### [The task]
Could you print every record exactly as it stands?

### [Material for the task]

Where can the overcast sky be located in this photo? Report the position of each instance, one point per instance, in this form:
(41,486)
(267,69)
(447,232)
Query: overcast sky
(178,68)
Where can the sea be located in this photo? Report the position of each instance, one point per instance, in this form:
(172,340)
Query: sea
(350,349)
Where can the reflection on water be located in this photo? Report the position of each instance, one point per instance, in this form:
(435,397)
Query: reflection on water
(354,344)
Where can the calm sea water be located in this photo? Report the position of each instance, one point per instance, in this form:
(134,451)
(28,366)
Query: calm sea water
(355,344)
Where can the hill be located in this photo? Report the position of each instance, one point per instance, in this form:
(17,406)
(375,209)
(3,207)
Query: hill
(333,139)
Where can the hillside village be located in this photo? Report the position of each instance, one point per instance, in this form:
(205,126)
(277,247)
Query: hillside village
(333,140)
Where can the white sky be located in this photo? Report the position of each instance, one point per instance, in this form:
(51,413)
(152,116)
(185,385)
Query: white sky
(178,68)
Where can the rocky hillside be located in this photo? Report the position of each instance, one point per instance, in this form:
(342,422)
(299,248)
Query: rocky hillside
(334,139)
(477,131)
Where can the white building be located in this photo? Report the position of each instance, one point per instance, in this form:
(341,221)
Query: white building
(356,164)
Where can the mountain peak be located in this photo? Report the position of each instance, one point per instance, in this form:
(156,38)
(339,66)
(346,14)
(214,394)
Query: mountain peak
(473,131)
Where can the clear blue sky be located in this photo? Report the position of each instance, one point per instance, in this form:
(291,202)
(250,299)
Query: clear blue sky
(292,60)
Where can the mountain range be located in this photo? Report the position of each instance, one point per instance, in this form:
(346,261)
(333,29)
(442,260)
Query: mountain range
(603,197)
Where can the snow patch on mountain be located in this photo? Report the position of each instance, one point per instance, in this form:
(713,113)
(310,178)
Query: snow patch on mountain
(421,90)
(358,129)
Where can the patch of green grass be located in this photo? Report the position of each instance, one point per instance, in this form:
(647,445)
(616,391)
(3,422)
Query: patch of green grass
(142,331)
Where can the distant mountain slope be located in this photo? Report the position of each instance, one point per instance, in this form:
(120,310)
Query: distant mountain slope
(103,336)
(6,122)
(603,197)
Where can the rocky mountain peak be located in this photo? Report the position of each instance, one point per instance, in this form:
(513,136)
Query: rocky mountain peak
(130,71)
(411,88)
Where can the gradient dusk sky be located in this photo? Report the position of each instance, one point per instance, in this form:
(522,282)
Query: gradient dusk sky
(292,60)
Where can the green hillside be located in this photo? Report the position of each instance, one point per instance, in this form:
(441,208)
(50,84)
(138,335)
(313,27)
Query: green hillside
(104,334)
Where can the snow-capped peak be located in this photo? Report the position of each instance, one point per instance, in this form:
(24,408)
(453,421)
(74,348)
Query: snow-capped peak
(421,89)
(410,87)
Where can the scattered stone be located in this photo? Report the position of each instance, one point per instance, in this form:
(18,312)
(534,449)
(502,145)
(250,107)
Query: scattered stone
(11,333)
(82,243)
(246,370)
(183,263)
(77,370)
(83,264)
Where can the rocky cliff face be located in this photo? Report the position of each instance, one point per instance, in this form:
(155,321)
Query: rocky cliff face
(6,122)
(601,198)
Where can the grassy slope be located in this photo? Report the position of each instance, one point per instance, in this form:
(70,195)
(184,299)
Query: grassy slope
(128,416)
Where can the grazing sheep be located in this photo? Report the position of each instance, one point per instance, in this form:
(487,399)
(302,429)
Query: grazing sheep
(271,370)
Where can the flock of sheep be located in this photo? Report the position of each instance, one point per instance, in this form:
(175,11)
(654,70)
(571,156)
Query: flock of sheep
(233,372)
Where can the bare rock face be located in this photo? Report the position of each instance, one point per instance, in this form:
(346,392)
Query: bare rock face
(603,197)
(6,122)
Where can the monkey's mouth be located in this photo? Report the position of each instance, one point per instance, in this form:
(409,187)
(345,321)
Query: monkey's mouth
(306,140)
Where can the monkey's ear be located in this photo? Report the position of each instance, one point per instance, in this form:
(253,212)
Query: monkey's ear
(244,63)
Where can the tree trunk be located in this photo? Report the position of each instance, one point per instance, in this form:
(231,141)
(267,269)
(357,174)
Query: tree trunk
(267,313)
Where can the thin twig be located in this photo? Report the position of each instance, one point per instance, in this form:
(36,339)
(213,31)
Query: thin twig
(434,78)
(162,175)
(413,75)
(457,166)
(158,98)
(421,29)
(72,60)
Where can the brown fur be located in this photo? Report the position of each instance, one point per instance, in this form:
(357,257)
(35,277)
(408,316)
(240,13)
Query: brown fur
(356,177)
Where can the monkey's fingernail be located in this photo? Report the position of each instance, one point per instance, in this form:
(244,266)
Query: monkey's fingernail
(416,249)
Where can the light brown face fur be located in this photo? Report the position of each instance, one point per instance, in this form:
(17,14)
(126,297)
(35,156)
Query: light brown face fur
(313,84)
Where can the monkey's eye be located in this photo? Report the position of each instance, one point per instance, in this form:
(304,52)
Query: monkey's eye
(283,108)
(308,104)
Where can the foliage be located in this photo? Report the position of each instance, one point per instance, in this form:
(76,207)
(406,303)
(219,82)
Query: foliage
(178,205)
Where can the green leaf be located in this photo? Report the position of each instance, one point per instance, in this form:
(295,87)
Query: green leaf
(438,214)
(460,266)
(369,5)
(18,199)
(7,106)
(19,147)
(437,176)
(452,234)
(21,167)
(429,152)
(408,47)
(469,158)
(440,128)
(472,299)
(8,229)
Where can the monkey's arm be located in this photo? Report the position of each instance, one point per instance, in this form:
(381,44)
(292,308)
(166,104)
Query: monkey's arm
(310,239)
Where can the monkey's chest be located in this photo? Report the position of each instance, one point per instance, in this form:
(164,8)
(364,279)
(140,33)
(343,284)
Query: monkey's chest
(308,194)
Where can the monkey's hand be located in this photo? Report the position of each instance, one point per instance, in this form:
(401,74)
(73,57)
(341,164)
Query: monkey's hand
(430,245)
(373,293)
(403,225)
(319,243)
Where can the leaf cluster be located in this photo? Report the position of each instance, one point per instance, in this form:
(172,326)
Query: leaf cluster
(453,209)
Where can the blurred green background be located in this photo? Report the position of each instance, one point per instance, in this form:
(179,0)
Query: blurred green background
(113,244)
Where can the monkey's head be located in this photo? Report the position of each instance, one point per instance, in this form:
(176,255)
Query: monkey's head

### [The completed task]
Where can the overcast sky be located in this photo? Report the position of each instance, one point per instance, in this form:
(41,486)
(267,69)
(447,232)
Query: overcast sky
(178,68)
Where can the sea be located in this photo? Report the position of each instance, one point per instance, in this form:
(172,340)
Query: sea
(350,349)
Where can the reflection on water be located in this photo? Report the position of each instance, one point per instance, in this form:
(435,397)
Query: reflection on water
(354,344)
Where can the calm sea water be located in this photo? Report the position of each instance, one point per instance, in this form:
(134,451)
(28,366)
Query: calm sea water
(355,344)
Where can the hill be located in this photo? Report the position of each instance, one point per instance, in this form:
(17,406)
(375,209)
(3,207)
Query: hill
(333,139)
Where can the hillside village be located in this photo? Report the position of each instance, one point per instance, in this form:
(205,126)
(277,247)
Query: hillside village
(333,140)
Where can the white sky be located in this photo? Report the position of each instance, one point per instance, in this form:
(51,413)
(152,116)
(185,385)
Query: white sky
(178,68)
Where can the rocky hillside be located in this photo? Report the position of each instance, one point per instance, in this form:
(342,422)
(299,248)
Query: rocky hillside
(334,139)
(477,131)
Where can the white building be located in this photo? Report the position of each instance, one point per instance, in this form:
(341,221)
Query: white building
(356,164)
Where can the mountain peak be located in this photo? Report the position of each instance, one point per instance, in this form:
(156,38)
(339,66)
(346,14)
(214,394)
Query: mountain peak
(473,131)
Where can the clear blue sky be located in this photo? Report the position of each instance, one point per instance, in this form:
(291,202)
(250,299)
Query: clear blue sky
(292,60)
Where can the mountain range be located in this photo? Report the position of each instance, one point per instance, in this form:
(346,261)
(333,29)
(442,260)
Query: mountain range
(603,197)
Where can the snow patch on mountain be located in this photo? Report the position of each instance, one point per instance, in this form:
(713,113)
(310,178)
Query: snow patch on mountain
(421,90)
(358,129)
Where can the patch of green grass be located in this photo? Report the position of each instance, one point per instance, in this form:
(647,445)
(616,391)
(3,422)
Query: patch of green grass
(142,331)
Where can the distant mountain slope be located in this photo? Report the position of each instance, one point per instance, in this form:
(120,310)
Query: distant mountain slope
(103,336)
(6,122)
(603,197)
Where can the rocky mountain peak be located in this photo? Report the position of each instance, one point per instance, in this form:
(513,136)
Query: rocky mountain peak
(130,71)
(411,88)
Where can the gradient dusk sky be located in this photo? Report the position of each instance, one point per instance, in this form:
(522,282)
Query: gradient dusk sky
(292,60)
Where can the green hillside be located in this photo? Report the position of each instance, one point per instance, in this form:
(441,208)
(50,84)
(138,335)
(313,27)
Query: green hillside
(104,334)
Where can the snow-capped peak be located in this photo? Report the position of each instance, one point per instance, in this form:
(24,408)
(453,421)
(74,348)
Query: snow-capped peak
(421,89)
(410,87)
Where can the scattered stone be located in this photo? Report the position of each instance, one point per instance, in this form:
(18,312)
(534,449)
(502,145)
(250,107)
Query: scattered stone
(11,333)
(82,243)
(246,370)
(183,263)
(77,370)
(83,264)
Where can the rocky cliff face be located in this photo? Report the position of each instance, one point per instance, in this form:
(155,321)
Query: rocky cliff face
(6,122)
(601,198)
Where can the grassy slope be located in this photo? Report the position of each instance, one point per instance, in this form:
(70,195)
(184,299)
Query: grassy slope
(128,416)
Where can the grazing sheep be located in this photo? Report the position of each instance, one point per instance, in this form:
(487,399)
(302,429)
Query: grazing sheep
(271,370)
Where can the flock of sheep be located in this photo? Report the position of each instance, one point per instance, in this form:
(175,11)
(654,70)
(571,156)
Query: flock of sheep
(233,372)
Where can the bare rock face be located in this photo? Report the position of each instance, one point per instance, in this form:
(346,392)
Query: bare rock face
(603,197)
(6,122)
Where can the monkey's mouth be located in this photo? Report the position of each instance, one point per instance, in this form:
(409,187)
(345,321)
Query: monkey's mouth
(306,140)
Where can the monkey's ear be located in this photo? Report the position of each instance, one point per instance, in this form:
(253,212)
Query: monkey's ear
(244,63)
Where can the tree trunk be located in this photo? Report the position of each instance, one point per instance, in this form:
(231,141)
(267,269)
(357,174)
Query: tree trunk
(267,313)
Where can the thin twig be located in this photo? Report the position of each instance, one point per instance, in this form:
(36,339)
(213,31)
Query: thin twig
(434,78)
(162,175)
(413,75)
(457,166)
(158,98)
(421,29)
(72,60)
Where can the brown fur be located in this photo? Report the position of each instance, one point per instance, in this form:
(357,257)
(35,277)
(408,316)
(240,13)
Query: brown fur
(356,177)
Where can the monkey's fingernail be located in this photo? Report the position of each instance, one point per instance, in this form:
(244,266)
Query: monkey's fingernail
(416,249)
Where can the light brown face fur be located in this photo? Report the position of each instance, one point per instance, in this form:
(17,14)
(126,297)
(35,156)
Query: light brown face fur
(313,84)
Where can the monkey's eye be located in this photo? Report the position of each instance, one point per instance, in this form:
(304,52)
Query: monkey's eye
(283,108)
(308,104)
Where can the foliage be located in this photo? Report the position of each instance, one point per instance, in this form:
(76,207)
(406,303)
(219,82)
Query: foliage
(178,205)
Where can the green leaf be located in this photo? Report the position of each instance, one point per instance, in this form:
(295,87)
Query: green leaf
(438,214)
(460,266)
(369,5)
(18,199)
(7,106)
(19,147)
(437,176)
(452,234)
(21,167)
(429,152)
(408,47)
(469,158)
(440,128)
(472,299)
(8,229)
Where can the monkey's arm be located in this photo? Report the position of each instance, one point per instance, in this form:
(381,44)
(292,308)
(166,104)
Query: monkey's arm
(310,239)
Where can the monkey's chest be located in this photo? Report the position of each instance, one point per instance, in this form:
(164,8)
(364,279)
(140,33)
(343,284)
Query: monkey's chest
(308,194)
Where can the monkey's hand be located in this photo? Report the position of each instance, one point per instance, in this form:
(401,74)
(73,57)
(341,164)
Query: monkey's hand
(430,245)
(373,293)
(403,225)
(319,243)
Where can the leaf cluster be located in this photo? Report the position of each instance, one point per instance, in this form:
(172,326)
Query: leaf cluster
(453,209)
Where can the blurred green background be located in this photo? Report the position of each instance, one point per instance, in this form:
(179,0)
Query: blurred green background
(113,244)
Where can the monkey's head be located in this photo? Report the position of each instance, one point per instance, in this form:
(176,255)
Query: monkey's head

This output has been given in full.